§ EXTRACT:
Are you bored out of your mind sitting in synagogue on Rosh Hashanah and Yom Kippur? I know many Jews who call their shuls “a torture chamber” because they have to listen to prayers sung by rote, the same speeches about forgiveness year in and year out, appeals for money, meaningless davening while pounding yourself in the chest, etc.

Well, fellow Jews, your life is about to change. Here is the recipe for getting a true Jewish high and life changing experience. And it does not matter if you are Conservative, Reform, Orthodox, Reconstructionist or Secular–it doesn’t matter whether you believe in God or not. And it does not matter whether you went to yeshiva, public school or afternoon Hebrew school. The absolute best place to spend the High Holidays is in Westhampton Beach at The Hampton Synagogue. I promise you that it will be worth the trip, from wherever you are.

The best way to describe the entire experience is to picture a super hot Manhattan club at 2:00am where the DJ is spinning hits and the crowd is drinking, dancing and pumping energy–and you can actually feel the spirit of the crowd in the air. “The joint is jumpin’,” as we used to say.

Believe it or not, somehow The Hampton Synagogue has managed to create a religious spirit that is akin to a Manhattan club experience through cantorial music, food, drinks, a gorgeous ambiance and a rational explanation of what the High Holidays are all about. Of course it is a respectful atmosphere–but everyone really enjoys it.

§ CHALLENGE A:
Return everything in the High Holidays piece from "Are you bored" down to "wherever you are.", copied word for word.

§ MATERIAL SHOWN:

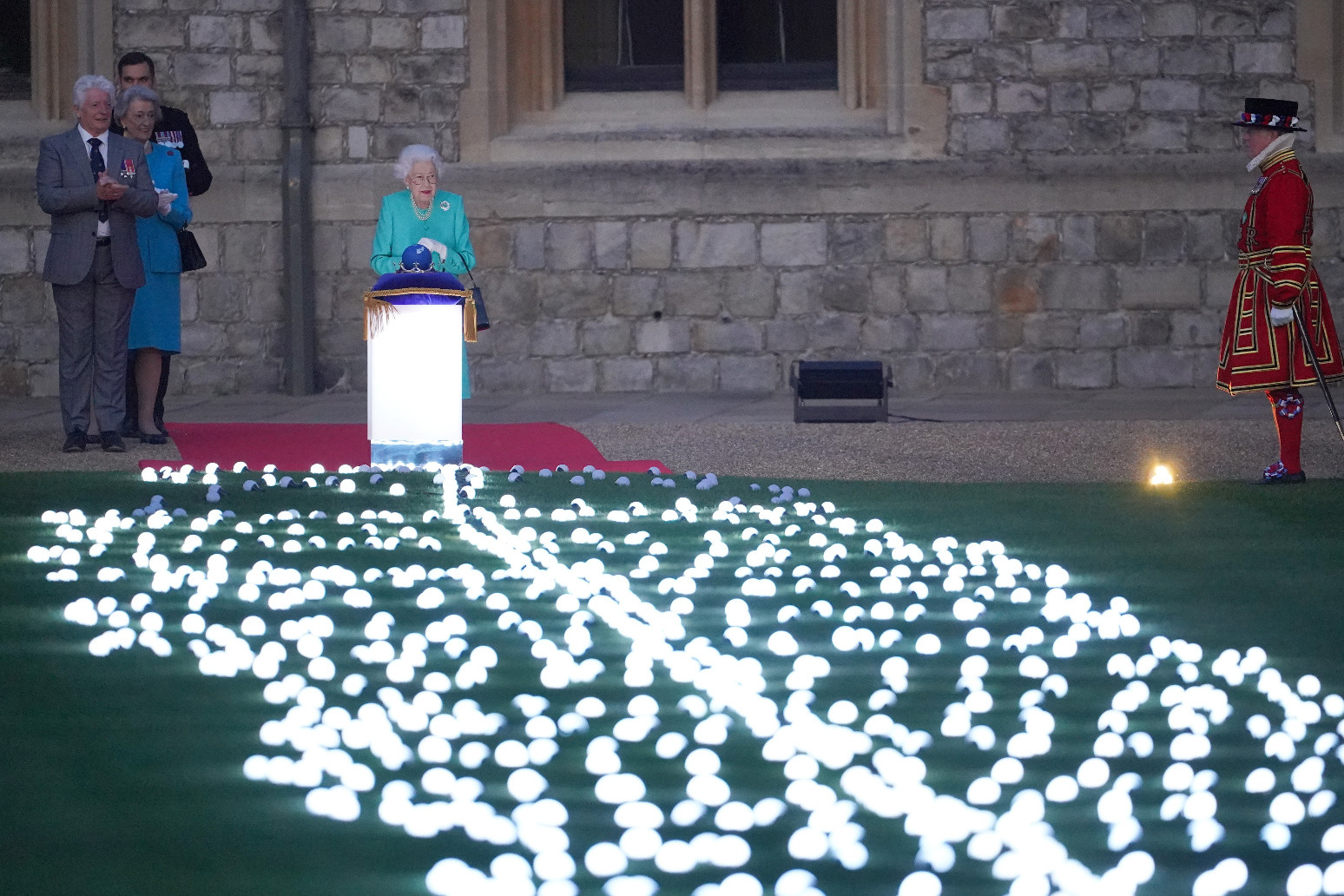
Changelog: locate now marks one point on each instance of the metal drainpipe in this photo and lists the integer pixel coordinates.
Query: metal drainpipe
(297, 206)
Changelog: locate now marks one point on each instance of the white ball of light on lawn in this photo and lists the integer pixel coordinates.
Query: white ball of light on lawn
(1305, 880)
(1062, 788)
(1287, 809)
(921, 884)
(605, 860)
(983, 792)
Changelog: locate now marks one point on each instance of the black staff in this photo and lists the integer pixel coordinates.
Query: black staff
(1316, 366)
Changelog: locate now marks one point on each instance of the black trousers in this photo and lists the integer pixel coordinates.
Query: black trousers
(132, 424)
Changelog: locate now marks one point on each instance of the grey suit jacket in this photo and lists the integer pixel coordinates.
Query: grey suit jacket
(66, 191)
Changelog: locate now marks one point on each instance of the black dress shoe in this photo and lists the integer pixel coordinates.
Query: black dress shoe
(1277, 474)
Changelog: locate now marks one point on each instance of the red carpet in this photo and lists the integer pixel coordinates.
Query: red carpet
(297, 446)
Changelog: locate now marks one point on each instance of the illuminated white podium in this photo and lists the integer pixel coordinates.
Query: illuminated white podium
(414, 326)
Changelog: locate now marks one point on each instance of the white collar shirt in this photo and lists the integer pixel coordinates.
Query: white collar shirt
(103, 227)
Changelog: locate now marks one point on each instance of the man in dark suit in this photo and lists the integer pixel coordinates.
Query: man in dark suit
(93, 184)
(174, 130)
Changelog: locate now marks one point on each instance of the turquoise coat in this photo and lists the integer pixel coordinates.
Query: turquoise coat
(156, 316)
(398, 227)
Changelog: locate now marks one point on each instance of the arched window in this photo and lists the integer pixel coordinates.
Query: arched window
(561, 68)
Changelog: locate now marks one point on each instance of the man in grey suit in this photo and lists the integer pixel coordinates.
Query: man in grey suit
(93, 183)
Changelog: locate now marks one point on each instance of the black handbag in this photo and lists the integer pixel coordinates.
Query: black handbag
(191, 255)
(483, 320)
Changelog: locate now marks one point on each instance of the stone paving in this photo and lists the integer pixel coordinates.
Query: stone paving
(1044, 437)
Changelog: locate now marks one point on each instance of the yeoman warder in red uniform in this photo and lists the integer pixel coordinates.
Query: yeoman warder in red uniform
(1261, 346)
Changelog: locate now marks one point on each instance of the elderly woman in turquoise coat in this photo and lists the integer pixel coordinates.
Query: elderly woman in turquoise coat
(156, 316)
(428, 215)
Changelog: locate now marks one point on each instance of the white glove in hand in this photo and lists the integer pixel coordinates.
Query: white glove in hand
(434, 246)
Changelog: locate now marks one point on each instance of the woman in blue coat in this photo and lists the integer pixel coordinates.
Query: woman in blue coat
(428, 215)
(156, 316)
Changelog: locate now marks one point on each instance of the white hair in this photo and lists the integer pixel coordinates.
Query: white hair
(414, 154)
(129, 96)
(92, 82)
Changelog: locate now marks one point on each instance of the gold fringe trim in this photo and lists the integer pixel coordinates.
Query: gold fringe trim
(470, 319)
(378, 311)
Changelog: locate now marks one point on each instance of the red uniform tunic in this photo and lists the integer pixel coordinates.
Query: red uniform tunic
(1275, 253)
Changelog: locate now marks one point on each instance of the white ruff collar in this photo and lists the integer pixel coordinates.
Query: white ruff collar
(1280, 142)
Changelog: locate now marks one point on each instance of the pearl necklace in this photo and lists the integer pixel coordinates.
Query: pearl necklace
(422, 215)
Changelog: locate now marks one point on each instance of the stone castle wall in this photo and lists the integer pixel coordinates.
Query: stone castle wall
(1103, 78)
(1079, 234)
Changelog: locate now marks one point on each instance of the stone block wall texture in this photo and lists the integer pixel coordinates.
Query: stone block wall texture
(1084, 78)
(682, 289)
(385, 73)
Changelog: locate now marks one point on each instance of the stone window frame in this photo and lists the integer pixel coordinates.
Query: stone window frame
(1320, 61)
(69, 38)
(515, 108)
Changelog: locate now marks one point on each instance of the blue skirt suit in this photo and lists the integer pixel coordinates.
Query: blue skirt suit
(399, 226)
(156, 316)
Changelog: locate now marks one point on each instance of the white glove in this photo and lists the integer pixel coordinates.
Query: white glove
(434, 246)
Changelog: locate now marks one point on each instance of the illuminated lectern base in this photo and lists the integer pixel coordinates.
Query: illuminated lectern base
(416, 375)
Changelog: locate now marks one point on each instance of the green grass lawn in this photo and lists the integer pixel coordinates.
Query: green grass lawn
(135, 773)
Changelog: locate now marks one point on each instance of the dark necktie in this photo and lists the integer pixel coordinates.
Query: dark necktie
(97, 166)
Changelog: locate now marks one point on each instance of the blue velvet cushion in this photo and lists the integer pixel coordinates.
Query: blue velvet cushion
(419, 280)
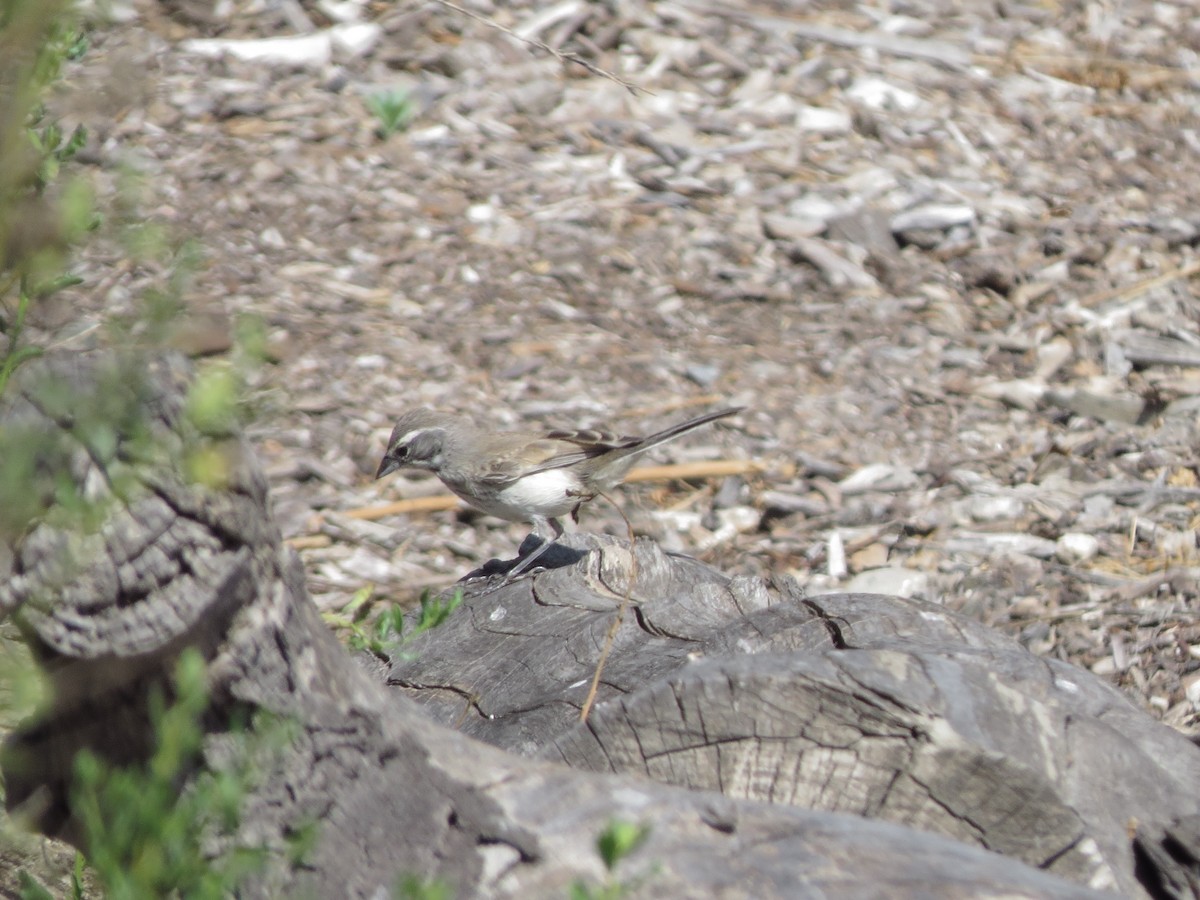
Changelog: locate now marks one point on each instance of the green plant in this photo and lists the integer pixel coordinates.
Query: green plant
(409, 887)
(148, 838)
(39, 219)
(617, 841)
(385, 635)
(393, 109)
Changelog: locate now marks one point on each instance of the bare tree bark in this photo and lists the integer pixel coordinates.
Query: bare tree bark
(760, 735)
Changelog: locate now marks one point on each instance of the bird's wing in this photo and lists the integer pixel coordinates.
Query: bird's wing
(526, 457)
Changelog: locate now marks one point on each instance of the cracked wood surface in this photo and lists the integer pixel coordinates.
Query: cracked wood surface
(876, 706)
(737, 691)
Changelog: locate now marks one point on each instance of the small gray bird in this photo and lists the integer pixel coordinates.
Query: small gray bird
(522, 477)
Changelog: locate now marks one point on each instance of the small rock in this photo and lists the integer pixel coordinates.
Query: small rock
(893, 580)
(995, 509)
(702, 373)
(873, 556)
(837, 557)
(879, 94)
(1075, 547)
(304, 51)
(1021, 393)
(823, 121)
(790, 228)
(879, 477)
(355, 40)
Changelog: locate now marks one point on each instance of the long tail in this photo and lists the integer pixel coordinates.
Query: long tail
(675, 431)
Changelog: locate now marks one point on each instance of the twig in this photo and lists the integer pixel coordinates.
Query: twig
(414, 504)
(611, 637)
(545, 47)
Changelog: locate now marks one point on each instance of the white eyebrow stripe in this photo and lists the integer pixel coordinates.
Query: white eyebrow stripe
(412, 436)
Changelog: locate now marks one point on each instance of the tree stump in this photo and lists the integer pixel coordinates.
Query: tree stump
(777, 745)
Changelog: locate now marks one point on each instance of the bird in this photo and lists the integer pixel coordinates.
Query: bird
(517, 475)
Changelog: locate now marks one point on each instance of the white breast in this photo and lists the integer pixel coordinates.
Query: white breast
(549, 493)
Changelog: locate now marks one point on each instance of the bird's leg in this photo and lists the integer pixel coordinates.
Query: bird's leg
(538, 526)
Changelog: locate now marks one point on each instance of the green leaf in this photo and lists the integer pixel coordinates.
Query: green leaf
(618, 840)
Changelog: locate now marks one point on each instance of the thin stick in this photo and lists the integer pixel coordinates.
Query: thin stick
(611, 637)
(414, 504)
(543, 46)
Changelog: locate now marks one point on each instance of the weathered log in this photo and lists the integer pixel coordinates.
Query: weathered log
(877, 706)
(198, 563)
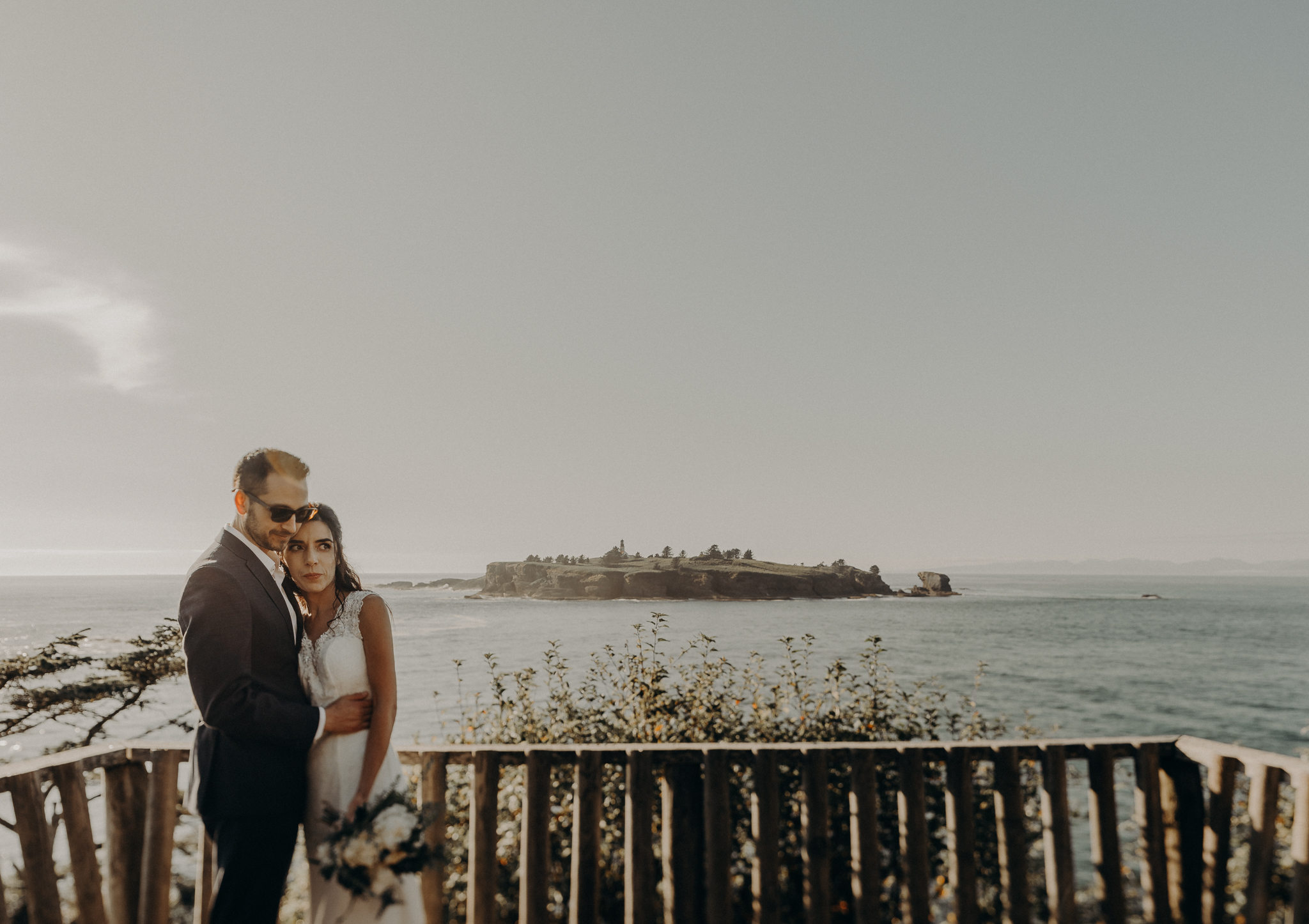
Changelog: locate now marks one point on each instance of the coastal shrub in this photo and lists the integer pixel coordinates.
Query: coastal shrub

§ CHALLENGE B:
Recast everything in the records from the line containing "dark suit in" down to the line containing "(1275, 253)", both included, as a Markdown table with the columns Row and Line, omitting blank lines.

§ PROBLEM SOLUTION A:
Are you bored out of your mind sitting in synagogue on Rosh Hashanah and Yom Kippur? I know many Jews who call their shuls “a torture chamber” because they have to listen to prayers sung by rote, the same speeches about forgiveness year in and year out, appeals for money, meaningless davening while pounding yourself in the chest, etc.

Well, fellow Jews, your life is about to change. Here is the recipe for getting a true Jewish high and life changing experience. And it does not matter if you are Conservative, Reform, Orthodox, Reconstructionist or Secular–it doesn’t matter whether you believe in God or not. And it does not matter whether you went to yeshiva, public school or afternoon Hebrew school. The absolute best place to spend the High Holidays is in Westhampton Beach at The Hampton Synagogue. I promise you that it will be worth the trip, from wherever you are.

§ PROBLEM SOLUTION B:
| Row | Line |
|---|---|
| 1 | Changelog: locate now marks one point on each instance of the man in dark suit in this photo and lists the integer pixel coordinates. |
| 2 | Query: man in dark suit |
| 3 | (93, 184) |
| 4 | (174, 130) |
| 5 | Changelog: locate now marks one point on each instance of the turquoise coat in this photo and lists the integer pixel coordinates. |
| 6 | Query: turquoise coat |
| 7 | (156, 316) |
| 8 | (398, 227) |
| 9 | Changelog: locate now marks one point on each instance of the arched window in this photo and lists the integer pixel coordinates. |
| 10 | Query: arched window |
| 11 | (561, 68) |
| 12 | Changelog: locate now marks one point on each instance of the man in grey suit in this photo and lists the integer pixel coordinates. |
| 13 | Query: man in grey suit |
| 14 | (93, 183) |
| 15 | Changelog: locate now marks one point on each instance of the black handbag in this photo and lists the integer pixel coordinates. |
| 16 | Query: black handbag |
| 17 | (191, 255) |
| 18 | (483, 320) |
| 19 | Changelog: locate now marks one point on each instance of the stone paving in this photo and lists the integer pixel coordinates. |
| 20 | Query: stone paving |
| 21 | (1044, 437) |
| 22 | Changelog: locate now marks one point on each instance of the yeoman warder in red uniform in this photo and lists the integer pixel coordinates. |
| 23 | Query: yeoman warder in red uniform |
| 24 | (1261, 346) |
| 25 | Changelog: locate now marks one point on each instance of the elderly woman in turquoise coat in this photo and lists the integer pixel coordinates. |
| 26 | Query: elderly woman in turquoise coat |
| 27 | (156, 316) |
| 28 | (428, 215) |
| 29 | Changelog: locate now marks one point on each instance of the white glove in hand in this photo and lists the integer pixel coordinates. |
| 30 | Query: white glove in hand |
| 31 | (434, 246) |
| 32 | Changelog: locate now marks one point on each instance of the woman in blue coat in this photo and lists the integer pixel coordinates. |
| 33 | Query: woman in blue coat |
| 34 | (428, 215) |
| 35 | (156, 316) |
| 36 | Changelog: locate now marks one point on each instance of the white hair in this photo and lists the integer pixel coordinates. |
| 37 | Query: white hair |
| 38 | (414, 154) |
| 39 | (129, 96) |
| 40 | (92, 82) |
| 41 | Changelog: locate now marks one point on each instance of the gold fringe trim in this photo and lists the integer pixel coordinates. |
| 42 | Query: gold fringe trim |
| 43 | (470, 319) |
| 44 | (378, 311) |
| 45 | Changelog: locate now marks one point on each instance of the red uniform tunic in this photo and lists the integer pixel coordinates. |
| 46 | Query: red uniform tunic |
| 47 | (1275, 253) |